**Written exercise:**
Copy out, word for word, everything in the items below from the line containing "Where can the flat" down to the line containing "<point>299,201</point>", including both of those lines.

**Supplied data:**
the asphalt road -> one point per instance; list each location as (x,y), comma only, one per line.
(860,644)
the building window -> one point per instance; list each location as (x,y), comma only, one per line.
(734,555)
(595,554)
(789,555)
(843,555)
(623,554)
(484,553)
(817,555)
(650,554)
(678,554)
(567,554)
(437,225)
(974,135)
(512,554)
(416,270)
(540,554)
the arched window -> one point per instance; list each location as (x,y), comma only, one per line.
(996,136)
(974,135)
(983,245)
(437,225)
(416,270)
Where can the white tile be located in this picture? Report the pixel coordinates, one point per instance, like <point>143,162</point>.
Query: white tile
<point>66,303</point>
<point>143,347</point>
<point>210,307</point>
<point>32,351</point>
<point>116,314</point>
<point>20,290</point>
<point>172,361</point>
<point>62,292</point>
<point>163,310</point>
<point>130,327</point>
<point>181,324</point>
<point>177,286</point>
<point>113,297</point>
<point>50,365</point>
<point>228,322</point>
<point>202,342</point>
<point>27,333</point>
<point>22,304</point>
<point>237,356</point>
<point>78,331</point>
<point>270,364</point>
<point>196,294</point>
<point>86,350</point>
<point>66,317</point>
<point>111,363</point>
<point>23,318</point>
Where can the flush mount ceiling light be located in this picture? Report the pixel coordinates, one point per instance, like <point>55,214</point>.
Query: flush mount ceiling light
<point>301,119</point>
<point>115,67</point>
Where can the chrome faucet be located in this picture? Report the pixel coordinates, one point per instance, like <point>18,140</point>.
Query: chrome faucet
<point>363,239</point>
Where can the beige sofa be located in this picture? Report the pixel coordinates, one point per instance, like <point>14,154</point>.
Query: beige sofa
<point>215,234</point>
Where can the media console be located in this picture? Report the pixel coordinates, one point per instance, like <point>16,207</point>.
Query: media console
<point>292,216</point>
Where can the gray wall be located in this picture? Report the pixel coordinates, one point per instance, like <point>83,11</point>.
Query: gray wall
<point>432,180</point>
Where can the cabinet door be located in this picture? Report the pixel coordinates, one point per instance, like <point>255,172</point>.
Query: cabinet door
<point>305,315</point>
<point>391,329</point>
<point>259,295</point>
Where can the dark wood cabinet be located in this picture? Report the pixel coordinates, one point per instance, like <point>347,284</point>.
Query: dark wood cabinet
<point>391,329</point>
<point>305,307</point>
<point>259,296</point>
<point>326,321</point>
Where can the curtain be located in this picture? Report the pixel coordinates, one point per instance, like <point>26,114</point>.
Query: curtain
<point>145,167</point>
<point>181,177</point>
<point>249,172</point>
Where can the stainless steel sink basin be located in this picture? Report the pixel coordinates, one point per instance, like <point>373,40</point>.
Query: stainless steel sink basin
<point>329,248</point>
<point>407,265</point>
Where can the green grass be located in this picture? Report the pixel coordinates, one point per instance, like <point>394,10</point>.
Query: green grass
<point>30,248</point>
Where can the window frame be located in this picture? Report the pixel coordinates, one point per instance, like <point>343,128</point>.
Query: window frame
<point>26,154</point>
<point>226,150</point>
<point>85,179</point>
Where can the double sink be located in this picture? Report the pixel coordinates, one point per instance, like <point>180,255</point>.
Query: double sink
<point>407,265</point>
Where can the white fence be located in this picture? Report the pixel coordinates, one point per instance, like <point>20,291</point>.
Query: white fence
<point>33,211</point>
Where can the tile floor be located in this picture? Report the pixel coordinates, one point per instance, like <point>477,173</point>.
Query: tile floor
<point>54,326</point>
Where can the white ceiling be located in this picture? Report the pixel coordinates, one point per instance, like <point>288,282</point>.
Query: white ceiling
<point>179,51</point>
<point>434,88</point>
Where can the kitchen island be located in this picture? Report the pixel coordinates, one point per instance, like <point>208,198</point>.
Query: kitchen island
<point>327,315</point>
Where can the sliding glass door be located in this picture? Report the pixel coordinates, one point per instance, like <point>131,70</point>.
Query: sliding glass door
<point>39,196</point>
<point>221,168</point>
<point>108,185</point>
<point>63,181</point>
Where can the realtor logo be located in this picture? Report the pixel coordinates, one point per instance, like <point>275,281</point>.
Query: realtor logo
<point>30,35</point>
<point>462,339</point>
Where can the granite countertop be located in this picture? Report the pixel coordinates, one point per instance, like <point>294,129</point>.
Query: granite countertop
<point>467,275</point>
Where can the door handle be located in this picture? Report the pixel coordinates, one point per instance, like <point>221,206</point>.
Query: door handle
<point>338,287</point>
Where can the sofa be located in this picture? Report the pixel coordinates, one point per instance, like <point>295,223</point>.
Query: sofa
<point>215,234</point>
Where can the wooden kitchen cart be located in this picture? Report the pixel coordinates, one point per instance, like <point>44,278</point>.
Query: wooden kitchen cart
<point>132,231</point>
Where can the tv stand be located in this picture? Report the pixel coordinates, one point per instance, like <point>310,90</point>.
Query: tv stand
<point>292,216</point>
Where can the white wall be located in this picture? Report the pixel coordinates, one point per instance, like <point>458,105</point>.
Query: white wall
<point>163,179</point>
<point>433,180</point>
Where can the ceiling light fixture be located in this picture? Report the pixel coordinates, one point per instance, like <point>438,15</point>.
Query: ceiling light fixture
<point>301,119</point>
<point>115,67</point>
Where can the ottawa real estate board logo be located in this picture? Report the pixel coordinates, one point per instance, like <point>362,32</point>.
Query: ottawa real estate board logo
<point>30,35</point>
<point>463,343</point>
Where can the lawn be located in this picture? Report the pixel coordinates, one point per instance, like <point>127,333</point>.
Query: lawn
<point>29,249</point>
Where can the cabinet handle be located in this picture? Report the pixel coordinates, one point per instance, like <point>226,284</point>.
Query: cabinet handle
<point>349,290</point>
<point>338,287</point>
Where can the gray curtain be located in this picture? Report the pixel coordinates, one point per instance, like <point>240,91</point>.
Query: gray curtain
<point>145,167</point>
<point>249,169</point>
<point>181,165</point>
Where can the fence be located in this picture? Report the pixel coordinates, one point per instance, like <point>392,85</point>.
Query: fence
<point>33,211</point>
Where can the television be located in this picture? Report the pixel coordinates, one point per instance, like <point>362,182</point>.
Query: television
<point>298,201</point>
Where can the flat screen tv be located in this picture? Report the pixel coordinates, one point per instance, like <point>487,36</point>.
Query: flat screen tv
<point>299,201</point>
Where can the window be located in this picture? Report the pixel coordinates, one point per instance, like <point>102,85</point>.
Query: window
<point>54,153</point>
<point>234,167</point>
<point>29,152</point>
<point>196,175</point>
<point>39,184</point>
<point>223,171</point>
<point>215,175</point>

**Completed exercise:**
Where can the flat screen tv be located in this picture? Report the pixel coordinates, one point per instance, like <point>487,36</point>.
Query: flat screen tv
<point>299,201</point>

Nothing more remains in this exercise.